===== Records supplied
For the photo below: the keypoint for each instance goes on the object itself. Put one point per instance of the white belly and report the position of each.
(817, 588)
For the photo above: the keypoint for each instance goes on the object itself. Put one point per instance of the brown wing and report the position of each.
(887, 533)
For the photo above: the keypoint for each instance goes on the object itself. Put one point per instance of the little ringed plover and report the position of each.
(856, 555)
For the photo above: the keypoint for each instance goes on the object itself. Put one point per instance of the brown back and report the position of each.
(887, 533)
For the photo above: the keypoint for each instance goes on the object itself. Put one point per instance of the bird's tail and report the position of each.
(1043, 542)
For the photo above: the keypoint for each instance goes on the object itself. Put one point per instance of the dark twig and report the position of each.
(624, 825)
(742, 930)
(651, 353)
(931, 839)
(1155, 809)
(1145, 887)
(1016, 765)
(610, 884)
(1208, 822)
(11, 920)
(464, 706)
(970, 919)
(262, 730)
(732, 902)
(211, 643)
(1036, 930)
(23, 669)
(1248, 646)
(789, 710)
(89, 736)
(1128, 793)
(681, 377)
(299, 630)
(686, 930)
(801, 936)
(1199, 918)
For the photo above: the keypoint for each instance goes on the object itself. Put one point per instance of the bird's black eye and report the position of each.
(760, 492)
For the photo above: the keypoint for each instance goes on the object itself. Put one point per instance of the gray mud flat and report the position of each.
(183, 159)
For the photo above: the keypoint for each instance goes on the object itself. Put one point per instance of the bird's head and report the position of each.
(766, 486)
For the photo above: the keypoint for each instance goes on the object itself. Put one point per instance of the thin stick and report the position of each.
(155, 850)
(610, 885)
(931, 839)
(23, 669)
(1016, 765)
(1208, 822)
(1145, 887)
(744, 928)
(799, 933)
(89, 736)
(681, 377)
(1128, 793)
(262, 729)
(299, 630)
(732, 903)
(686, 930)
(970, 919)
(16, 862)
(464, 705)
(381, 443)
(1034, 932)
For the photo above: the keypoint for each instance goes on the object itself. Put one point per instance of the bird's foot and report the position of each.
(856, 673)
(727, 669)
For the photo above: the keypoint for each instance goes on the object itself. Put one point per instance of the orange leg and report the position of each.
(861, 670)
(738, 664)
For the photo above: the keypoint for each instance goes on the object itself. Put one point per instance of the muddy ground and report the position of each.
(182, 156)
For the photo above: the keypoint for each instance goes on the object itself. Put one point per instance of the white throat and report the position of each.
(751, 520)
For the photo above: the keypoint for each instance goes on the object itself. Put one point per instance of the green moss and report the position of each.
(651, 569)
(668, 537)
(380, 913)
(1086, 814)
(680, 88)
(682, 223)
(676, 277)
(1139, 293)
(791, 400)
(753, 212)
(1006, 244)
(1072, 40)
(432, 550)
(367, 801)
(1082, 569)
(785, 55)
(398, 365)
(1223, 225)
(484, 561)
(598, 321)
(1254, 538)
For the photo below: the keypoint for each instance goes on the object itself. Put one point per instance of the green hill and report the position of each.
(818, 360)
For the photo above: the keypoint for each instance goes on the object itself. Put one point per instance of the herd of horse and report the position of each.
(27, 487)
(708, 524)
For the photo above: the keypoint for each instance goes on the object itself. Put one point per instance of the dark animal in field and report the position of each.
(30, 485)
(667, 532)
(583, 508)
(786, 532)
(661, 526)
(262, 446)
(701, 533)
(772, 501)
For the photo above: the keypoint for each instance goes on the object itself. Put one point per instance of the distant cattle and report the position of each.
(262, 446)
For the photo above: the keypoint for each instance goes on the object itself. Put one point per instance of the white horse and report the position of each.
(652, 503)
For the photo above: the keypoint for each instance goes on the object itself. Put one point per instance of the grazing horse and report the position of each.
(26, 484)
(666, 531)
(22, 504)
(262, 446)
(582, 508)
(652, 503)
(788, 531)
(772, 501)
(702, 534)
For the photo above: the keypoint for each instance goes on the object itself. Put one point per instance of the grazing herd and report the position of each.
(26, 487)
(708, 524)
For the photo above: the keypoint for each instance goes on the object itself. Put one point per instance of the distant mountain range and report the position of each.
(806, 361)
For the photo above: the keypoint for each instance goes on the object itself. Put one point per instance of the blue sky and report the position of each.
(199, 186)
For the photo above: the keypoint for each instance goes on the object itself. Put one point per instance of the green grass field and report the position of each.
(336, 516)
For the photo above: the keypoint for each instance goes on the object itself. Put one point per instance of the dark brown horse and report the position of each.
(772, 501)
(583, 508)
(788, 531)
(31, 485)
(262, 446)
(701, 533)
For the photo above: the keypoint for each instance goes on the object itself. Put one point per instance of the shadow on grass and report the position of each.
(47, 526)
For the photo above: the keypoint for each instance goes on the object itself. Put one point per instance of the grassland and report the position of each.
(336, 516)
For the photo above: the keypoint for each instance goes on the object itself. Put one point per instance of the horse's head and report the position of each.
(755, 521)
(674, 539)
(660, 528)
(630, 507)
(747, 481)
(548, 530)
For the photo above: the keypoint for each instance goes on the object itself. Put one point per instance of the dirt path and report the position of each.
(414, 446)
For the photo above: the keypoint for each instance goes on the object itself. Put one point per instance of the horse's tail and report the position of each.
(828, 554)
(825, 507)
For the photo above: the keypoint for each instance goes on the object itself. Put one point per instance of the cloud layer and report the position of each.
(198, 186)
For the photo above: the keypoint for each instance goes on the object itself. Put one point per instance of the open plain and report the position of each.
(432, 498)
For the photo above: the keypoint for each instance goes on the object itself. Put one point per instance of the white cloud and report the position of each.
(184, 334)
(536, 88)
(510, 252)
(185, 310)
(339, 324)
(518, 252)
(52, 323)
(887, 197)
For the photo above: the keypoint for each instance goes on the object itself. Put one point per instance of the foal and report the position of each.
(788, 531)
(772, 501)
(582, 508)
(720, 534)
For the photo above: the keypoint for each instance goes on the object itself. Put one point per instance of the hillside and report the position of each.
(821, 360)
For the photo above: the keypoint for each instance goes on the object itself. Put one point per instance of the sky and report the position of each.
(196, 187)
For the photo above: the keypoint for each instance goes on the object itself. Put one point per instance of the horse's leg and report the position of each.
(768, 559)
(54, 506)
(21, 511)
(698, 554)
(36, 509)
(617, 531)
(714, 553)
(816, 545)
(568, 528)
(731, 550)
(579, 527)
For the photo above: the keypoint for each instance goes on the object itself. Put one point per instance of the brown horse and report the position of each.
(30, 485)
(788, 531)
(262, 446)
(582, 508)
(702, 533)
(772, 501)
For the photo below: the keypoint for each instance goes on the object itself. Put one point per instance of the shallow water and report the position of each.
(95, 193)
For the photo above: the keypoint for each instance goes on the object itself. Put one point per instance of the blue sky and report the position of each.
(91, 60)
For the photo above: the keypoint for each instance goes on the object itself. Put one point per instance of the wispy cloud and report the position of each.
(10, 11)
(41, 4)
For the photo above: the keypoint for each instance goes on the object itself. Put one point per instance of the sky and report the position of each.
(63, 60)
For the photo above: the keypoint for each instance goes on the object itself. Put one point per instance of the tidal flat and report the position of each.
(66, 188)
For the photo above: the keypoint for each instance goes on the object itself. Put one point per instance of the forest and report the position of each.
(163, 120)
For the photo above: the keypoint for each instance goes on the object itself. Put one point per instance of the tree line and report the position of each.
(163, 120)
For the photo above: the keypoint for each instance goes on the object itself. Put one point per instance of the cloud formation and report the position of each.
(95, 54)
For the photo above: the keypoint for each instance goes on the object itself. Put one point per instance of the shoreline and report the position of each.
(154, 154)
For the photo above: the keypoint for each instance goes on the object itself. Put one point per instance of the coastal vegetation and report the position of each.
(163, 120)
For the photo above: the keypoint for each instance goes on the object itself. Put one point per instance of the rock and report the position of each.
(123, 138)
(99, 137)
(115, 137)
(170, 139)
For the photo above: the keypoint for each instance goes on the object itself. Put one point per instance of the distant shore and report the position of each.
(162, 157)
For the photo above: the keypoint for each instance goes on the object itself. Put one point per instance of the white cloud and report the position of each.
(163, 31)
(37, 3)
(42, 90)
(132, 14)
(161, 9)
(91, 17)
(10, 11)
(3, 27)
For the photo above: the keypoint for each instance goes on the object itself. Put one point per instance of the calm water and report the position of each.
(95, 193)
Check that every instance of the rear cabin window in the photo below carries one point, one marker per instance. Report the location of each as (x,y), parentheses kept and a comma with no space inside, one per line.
==========
Brief ->
Output the line containing "tree line and report the position of each." and all lines after it to the end of the records, exactly as given.

In response ->
For the photo above: the keypoint for each instance goes on the object itself. Put one point per instance of the tree line and report the position of each.
(163, 120)
For the photo above: the keypoint for each instance goes on the object itself. Put one point per instance of the cloud formation and report the position of each.
(95, 54)
For the photo above: the keypoint for each instance goes on the object itself. Put one point per instance of the shoreline and report the position of each.
(154, 154)
For the photo above: the keypoint for each instance goes on the object itself. Put one point per instance of the coastal vegetation and report the position of each.
(163, 120)
For the photo above: the keypoint for each instance goes on the object itself. Put one point per instance of the rock and report the position of each.
(123, 138)
(99, 137)
(115, 137)
(170, 139)
For the photo above: the keypoint for each instance goes on the object itself. Put one point per instance of the distant shore and report the position of each.
(162, 157)
For the photo above: the keypoint for each instance goes on the object itself. Put one point per instance of the white cloud and report the position of each.
(163, 31)
(37, 3)
(42, 90)
(132, 14)
(161, 9)
(91, 17)
(10, 11)
(3, 27)
For the photo above: the keypoint for each instance goes on the object itself. Put one point per instance of the calm water and report the position of each.
(95, 193)
Check that every instance of the rear cabin window in the photo below carries one point, one marker per instance. Report the location of each as (x,y), parentheses kept and a comma with no space inside, one per line.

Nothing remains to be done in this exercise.